§ Work to complete:
The answer must be an exact copy of the records, with no pictures in it.

>>>

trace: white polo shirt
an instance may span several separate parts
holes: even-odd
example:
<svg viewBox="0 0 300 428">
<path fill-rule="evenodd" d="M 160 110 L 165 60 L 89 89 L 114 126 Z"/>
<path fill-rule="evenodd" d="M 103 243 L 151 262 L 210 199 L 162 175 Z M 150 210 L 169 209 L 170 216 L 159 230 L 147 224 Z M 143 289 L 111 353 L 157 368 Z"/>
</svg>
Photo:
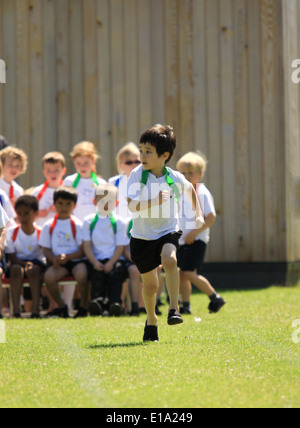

<<<

§ Task answer:
trace: white polo shirt
an instance may span several separate parts
holes: even-odd
example:
<svg viewBox="0 0 300 428">
<path fill-rule="evenodd" d="M 160 110 L 165 60 L 89 89 L 114 126 Z"/>
<path fill-rule="evenodd" d="M 103 243 L 151 262 L 210 199 L 162 175 Z M 150 210 L 169 209 L 170 216 L 159 230 L 147 224 Z M 143 289 L 111 353 L 157 368 Z"/>
</svg>
Photo:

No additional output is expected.